• [Given problem]:
Please change "agriculture scouting record" to "crop scouting record" throughout the records below, leaving everything else the same.

— Begin Supplied data —

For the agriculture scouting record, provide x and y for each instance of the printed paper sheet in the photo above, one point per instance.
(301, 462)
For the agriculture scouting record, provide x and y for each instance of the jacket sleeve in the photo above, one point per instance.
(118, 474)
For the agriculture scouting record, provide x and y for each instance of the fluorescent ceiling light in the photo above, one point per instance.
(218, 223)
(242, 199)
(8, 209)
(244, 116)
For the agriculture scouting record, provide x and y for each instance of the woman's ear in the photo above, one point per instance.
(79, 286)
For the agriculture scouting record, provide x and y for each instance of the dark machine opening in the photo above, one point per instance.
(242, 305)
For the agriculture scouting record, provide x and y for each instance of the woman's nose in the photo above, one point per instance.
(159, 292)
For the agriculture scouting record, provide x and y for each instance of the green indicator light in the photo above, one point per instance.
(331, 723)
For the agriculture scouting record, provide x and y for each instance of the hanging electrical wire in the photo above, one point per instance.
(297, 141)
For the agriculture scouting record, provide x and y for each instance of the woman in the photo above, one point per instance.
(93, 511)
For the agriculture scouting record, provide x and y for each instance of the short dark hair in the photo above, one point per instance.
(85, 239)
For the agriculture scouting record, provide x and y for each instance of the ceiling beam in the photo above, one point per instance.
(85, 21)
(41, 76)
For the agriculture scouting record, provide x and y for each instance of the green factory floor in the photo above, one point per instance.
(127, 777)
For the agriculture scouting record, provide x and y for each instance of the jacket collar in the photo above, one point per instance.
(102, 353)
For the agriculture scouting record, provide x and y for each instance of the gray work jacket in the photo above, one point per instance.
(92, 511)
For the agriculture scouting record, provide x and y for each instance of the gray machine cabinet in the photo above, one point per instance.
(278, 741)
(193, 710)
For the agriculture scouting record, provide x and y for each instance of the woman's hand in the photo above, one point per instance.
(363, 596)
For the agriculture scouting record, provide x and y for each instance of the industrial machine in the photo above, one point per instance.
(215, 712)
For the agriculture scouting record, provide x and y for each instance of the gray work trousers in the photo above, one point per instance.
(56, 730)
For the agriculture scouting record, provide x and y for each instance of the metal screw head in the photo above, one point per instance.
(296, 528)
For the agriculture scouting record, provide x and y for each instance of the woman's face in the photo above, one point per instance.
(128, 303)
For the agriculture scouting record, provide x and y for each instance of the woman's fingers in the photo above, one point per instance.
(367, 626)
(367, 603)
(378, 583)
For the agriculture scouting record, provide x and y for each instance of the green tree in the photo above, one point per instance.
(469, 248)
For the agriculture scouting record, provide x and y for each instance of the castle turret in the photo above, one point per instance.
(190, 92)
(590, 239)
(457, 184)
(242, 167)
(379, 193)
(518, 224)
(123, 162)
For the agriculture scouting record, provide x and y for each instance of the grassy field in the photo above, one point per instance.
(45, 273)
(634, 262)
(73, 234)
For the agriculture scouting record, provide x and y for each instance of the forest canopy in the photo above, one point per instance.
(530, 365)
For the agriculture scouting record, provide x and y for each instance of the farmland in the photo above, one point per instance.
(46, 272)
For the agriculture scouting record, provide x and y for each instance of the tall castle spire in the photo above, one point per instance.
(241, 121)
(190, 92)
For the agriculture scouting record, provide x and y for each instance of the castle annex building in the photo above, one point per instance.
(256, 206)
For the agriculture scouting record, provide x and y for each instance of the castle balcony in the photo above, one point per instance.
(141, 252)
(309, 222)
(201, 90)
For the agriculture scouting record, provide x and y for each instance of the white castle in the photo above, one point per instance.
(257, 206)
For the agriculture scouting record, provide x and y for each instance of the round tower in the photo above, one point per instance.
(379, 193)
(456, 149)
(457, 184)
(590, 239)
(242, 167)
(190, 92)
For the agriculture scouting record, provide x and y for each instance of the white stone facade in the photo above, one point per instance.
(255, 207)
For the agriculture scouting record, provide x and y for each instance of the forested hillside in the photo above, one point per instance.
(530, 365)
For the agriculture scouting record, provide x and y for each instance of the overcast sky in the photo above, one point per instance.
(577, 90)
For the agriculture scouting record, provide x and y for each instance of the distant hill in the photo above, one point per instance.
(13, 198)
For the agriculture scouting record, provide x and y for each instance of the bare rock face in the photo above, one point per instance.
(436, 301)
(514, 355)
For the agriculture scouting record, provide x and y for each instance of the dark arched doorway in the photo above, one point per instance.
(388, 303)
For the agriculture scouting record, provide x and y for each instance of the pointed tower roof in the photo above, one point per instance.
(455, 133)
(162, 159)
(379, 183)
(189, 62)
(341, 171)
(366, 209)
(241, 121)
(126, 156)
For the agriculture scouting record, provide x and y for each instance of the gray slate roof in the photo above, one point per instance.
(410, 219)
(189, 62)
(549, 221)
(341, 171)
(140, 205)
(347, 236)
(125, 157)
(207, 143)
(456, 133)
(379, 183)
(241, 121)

— End Supplied data —

• [Written solution]:
For the crop scouting record, provide x and y for each instance of the printed paper sheet in the photo above, one point per instance.
(301, 462)
For the crop scouting record, provide x and y for each instance of the jacket sleeve in the photo above, one point per instance.
(118, 474)
For the crop scouting record, provide x and y for each instance of the fluorescent ceiling light in the photo above, one point per instance.
(218, 223)
(242, 199)
(8, 209)
(244, 116)
For the crop scouting record, provide x and y for each instance of the woman's ear in the photo above, one point per instance.
(79, 286)
For the crop scouting record, provide x and y for each instance of the dark machine opening in the photo above, one point per instance.
(242, 305)
For the crop scouting record, provide x and y for each instance of the woman's nose in the photo above, one point per instance.
(159, 292)
For the crop scouting record, provide x and y for each instance of the green indicator light in the photo above, one point per instance.
(331, 723)
For the crop scouting record, provide x and y for each instance of the hanging electrical wire in the photo above, one point per instance.
(297, 141)
For the crop scouting record, provide x and y for each instance of the woman in the photo above, one point per instance.
(93, 511)
For the crop scouting record, provide x and y for each instance of the short dark hair in the photo above, one point per instance.
(85, 239)
For the crop scouting record, provide x and y for each instance of the ceiling beam in the photo above, one point per instance.
(85, 21)
(41, 76)
For the crop scouting record, provide x and y for each instance of the green factory floor in the photo above, one point per instance.
(127, 777)
For the crop scouting record, provide x and y for each instance of the jacket collar in the photo above, one point per instance.
(102, 353)
For the crop scouting record, provide x and y for each instance of the gray work jacket in the photo above, one point per instance.
(92, 511)
For the crop scouting record, provide x and y for each instance of the gray machine cabinet in the photo above, one point per instance.
(278, 741)
(193, 710)
For the crop scouting record, provide x and y for each instance of the woman's hand in the photo above, one point per instance.
(363, 596)
For the crop scouting record, provide x and y for each instance of the industrial machine in the photo above, one point per instance.
(215, 712)
For the crop scouting record, provide x and y for each instance of the gray work trousers in the photo above, one point per instance.
(56, 730)
For the crop scouting record, provide x and y for each instance of the metal screw head in the photo above, one point per instance.
(296, 528)
For the crop scouting record, provide x and y for each instance of the woman's face in the photo above, one point per instance.
(128, 303)
For the crop scouting record, provide x and y for each instance of the woman's fingers in the photo above, one point per instance.
(367, 626)
(367, 603)
(378, 583)
For the crop scouting record, provide x and y for each instance of the green tree in the photo above, one point per instance.
(469, 248)
For the crop scouting record, provide x and y for each instance of the castle turret in the photo above, one point per instance.
(190, 92)
(590, 239)
(457, 184)
(242, 167)
(379, 193)
(518, 224)
(123, 162)
For the crop scouting record, provide x and y for each instance of the grassy field in the photo above, one point per instance.
(45, 273)
(634, 262)
(73, 234)
For the crop scouting record, provide x and y for each instance of the forest canopy in the photo above, one point per instance.
(530, 365)
For the crop scouting record, provide x and y for each instance of the farmland in the photo above, one point per instance.
(46, 272)
For the crop scouting record, provide x and y for each instance of the tall castle spire in the photo above, one point per instance.
(241, 121)
(190, 92)
For the crop scouting record, provide x and y for each instance of the castle annex building in the photo above, one point per instance.
(256, 206)
For the crop scouting record, provide x and y for each instance of the castle balcony in the photo above, one point per instance.
(141, 252)
(309, 222)
(201, 90)
For the crop scouting record, provide x and y for each instance of the white castle in the photo above, one point per instance.
(257, 206)
For the crop scouting record, provide x and y for each instance of the round tower in the photo above, one point per instance.
(379, 193)
(456, 149)
(457, 184)
(590, 239)
(242, 167)
(190, 92)
For the crop scouting record, provide x and y for each instance of the white stone facade in the photo above, one point per instance.
(255, 207)
For the crop scouting record, provide x and y for each instance of the forested hillside in the photo above, one point per instance.
(530, 365)
For the crop scouting record, provide x and y for each instance of the overcast sky in the photo above, one point per instance.
(577, 90)
For the crop scouting record, provide x and y for each instance of the distant hill in the photo above, one point per instance.
(13, 198)
For the crop scouting record, provide x and y for each instance of the bare rock face in the photo above, one point per instance.
(436, 301)
(514, 355)
For the crop scouting record, provide x and y for each instance of the dark arched doorway in the photo above, one point per instance.
(388, 303)
For the crop scouting record, provide x and y for each instance of the pointed tower roof in the photo above, one point per instance.
(455, 133)
(162, 159)
(379, 183)
(189, 62)
(341, 171)
(366, 209)
(241, 121)
(126, 156)
For the crop scouting record, provide x and y for each instance of the gray slate roof in the photo above, one point per instance.
(410, 219)
(189, 62)
(549, 221)
(341, 171)
(140, 205)
(347, 236)
(125, 157)
(207, 143)
(456, 133)
(379, 183)
(241, 121)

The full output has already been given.